* [Work order]
Extend the abstract on hypertension detection with a stacked ensemble model, picking up right after its last sentence.

* [Text]
Hypertension Detection Using Explainable Stacked Ensemble Machine Learning From Clinical and Physiological Data: A Comprehensive Study
Shah Muhammad Azmat Ullah, A. B. M. Aowlad Hossain, Md. Ebtidaul KarimABSTRACT
Background and Aims
Hypertension or high blood pressure is a life threatening common cardiovascular disease (CVD) all over the world. In the era of information technology, communication, and artificial intelligence, early prediction of hypertension using various techniques can be advantageous to alert patients. The aim of this research is to automatically detect hypertension using an ensemble of different machine learning models. It carefully studies the use of both clinical and physiological data and compares the performance and explainability of the proposed model with other existing models and published works.
Methods
This research study proposed a stacked ensemble learning‐based model to detect hypertension. The popular classification models K‐Nearest Neighbor (KNN), Random Forest (RF), and Light Gradient Boosting Machine (LGBM) are used as a stacked classifier, and at last, a Support Vector Machine (SVM) classifier is used as a meta‐classifier. A publicly accessible large dataset of 21,613 patients containing the clinical and physiological data related to hypertension is used in this study. Additionally, data diversity is considered to test the generalization capability of the proposed learning model. Three datasets having only clinical data of both male and female subjects and their combination are used to train and evaluate the proposed model with an emphasis on enhancing the generalization capabilities of the classifier. To resolve data distribution imbalances, the proposed framework employs the Synthetic Minority Oversampling Technique Tomek Link (SMOTE‐Tomek), and various feature selection techniques are utilized to compare the impact of features on this model. Various performance evaluation matrices are used to assess and analyze the performance of the classifier under different dataset cases. Moreover, the explainability of the proposed model is inspected using SHapley Additive exPlanations (SHAP) values, and it is perceived that the feature importance given by the model is sensible.

* [Data excerpts]
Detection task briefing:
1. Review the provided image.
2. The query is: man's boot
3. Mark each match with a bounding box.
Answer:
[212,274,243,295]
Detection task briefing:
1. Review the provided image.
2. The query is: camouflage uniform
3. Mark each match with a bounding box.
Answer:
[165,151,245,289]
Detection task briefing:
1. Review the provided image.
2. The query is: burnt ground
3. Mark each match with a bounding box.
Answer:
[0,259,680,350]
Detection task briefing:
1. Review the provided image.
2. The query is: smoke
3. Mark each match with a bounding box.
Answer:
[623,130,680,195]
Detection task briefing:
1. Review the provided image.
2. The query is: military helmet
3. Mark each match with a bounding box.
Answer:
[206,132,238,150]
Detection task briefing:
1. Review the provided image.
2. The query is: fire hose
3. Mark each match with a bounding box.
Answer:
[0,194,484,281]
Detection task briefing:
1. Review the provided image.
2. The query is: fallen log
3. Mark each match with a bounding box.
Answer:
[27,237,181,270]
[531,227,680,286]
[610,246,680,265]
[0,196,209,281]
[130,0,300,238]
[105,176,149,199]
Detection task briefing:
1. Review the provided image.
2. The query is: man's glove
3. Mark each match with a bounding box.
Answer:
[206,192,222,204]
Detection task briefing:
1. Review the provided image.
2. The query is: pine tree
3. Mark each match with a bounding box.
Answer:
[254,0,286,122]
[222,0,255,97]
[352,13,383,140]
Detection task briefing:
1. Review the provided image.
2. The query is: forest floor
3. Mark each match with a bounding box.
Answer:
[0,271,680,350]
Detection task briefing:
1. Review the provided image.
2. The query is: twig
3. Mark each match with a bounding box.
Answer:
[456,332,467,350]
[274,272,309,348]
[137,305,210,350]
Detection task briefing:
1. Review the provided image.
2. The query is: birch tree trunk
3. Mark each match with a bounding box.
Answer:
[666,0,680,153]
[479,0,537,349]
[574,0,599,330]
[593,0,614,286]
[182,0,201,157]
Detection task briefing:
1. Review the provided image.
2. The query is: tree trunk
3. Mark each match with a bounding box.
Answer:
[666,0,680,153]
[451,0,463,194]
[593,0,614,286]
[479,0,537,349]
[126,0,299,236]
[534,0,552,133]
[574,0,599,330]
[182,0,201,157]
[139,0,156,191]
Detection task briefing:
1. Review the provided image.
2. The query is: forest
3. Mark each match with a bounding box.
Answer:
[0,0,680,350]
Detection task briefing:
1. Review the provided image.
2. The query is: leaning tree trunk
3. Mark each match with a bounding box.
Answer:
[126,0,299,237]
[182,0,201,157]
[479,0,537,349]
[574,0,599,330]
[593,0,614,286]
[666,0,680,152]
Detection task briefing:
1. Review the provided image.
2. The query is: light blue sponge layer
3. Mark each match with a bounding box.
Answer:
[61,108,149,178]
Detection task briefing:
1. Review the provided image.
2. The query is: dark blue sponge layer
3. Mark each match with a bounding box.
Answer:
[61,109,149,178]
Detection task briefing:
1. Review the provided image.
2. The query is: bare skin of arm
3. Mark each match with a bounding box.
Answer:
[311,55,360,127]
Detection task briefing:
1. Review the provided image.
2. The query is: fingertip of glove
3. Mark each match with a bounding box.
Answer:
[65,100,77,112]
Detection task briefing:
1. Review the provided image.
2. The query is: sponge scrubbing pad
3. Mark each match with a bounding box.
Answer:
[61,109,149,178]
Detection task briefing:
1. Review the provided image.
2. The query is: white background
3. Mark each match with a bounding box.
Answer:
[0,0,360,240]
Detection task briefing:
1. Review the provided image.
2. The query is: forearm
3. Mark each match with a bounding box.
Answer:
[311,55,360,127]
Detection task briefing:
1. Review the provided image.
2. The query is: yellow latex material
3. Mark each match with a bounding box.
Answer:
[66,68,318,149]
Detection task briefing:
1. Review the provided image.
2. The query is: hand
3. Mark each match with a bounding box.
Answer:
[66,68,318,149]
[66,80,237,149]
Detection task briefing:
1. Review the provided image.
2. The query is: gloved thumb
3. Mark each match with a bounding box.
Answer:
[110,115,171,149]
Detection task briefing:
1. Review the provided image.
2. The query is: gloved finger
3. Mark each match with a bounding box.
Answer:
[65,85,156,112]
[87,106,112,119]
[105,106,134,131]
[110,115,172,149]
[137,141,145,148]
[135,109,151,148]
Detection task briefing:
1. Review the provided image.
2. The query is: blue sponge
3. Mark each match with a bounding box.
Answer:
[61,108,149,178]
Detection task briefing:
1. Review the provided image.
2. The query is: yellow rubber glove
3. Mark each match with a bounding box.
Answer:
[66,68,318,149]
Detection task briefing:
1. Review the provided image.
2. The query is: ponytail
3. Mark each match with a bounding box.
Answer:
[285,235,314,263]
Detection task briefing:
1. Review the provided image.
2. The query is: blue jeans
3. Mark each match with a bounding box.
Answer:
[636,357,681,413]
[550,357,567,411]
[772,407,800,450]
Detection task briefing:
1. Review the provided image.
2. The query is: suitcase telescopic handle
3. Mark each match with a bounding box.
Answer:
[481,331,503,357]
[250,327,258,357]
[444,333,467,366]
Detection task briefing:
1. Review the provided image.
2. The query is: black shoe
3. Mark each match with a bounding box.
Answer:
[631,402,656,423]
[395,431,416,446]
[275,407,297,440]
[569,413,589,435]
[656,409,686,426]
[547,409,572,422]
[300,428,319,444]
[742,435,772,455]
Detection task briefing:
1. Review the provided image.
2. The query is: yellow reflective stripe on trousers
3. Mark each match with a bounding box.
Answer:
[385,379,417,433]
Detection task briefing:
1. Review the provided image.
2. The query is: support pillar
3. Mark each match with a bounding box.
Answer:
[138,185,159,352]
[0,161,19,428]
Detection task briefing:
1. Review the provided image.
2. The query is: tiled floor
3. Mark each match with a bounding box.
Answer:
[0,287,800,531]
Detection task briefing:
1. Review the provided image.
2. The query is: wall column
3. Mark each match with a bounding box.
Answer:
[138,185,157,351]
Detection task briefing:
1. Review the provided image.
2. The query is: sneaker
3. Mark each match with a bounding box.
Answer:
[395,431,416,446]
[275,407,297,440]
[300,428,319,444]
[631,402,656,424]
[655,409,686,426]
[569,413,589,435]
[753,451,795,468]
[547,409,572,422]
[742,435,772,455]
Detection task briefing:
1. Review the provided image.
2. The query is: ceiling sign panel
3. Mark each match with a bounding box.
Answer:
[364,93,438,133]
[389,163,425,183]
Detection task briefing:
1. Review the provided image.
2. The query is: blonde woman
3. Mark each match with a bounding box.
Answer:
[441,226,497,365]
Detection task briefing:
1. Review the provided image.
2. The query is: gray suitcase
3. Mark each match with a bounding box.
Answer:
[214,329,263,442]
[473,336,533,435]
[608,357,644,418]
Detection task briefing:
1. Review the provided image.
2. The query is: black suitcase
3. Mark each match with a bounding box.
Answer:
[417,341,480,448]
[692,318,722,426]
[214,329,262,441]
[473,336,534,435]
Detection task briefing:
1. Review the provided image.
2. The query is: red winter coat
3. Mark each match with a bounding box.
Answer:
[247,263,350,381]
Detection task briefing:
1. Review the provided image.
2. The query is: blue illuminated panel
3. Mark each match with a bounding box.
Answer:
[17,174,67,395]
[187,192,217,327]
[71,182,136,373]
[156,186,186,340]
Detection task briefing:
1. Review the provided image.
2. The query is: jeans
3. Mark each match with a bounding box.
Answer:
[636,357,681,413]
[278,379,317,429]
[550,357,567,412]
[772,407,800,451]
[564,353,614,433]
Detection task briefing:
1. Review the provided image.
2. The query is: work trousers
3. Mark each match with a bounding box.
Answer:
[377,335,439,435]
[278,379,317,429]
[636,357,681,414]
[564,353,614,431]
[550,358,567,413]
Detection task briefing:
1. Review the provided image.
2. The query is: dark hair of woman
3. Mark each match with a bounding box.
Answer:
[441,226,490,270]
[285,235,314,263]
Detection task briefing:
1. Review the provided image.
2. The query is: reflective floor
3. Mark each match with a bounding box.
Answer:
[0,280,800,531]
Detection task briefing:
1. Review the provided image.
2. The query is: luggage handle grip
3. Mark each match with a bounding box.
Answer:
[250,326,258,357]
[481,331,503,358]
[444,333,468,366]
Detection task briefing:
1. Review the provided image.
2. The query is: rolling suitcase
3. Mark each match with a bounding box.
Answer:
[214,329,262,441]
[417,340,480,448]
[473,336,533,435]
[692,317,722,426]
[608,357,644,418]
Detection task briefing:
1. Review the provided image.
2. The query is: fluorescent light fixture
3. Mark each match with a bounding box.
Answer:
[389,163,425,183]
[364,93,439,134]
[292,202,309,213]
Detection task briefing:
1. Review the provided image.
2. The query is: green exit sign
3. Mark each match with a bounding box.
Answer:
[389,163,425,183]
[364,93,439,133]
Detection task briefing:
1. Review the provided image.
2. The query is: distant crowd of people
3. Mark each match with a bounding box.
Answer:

* [Response]
Results
The obtained results show that the proposed model achieves the superior accuracy when compared to alternative models and past research investigations. The proposed stacked ensemble model can detect hypertension from clinical and physiological data with the accuracy of 85.90%, 86.72%, and 85.91% for feature sets having feature numbers 21, 10, and 8, respectively. Second, for only clinical data, our model achieves 89.58%, 58.54%, 84.31%, 79.84%, and 77.78% for datasets I, II, III, IV, and I + II, respectively. Comparisons among different combinations of feature sets and with other single and ensemble models are analyzed to achieve the highest accuracy of the proposed model.
Conclusion
The outcomes of this research can be useful in the realm of healthcare and predictive analytics of hypertension. By emphasizing timely detection, the research underscores the model's potential in reducing individual health risks and enabling proactive intervention, thus highlighting the significant role of AI technology‐driven solutions revolutionizing healthcare practices.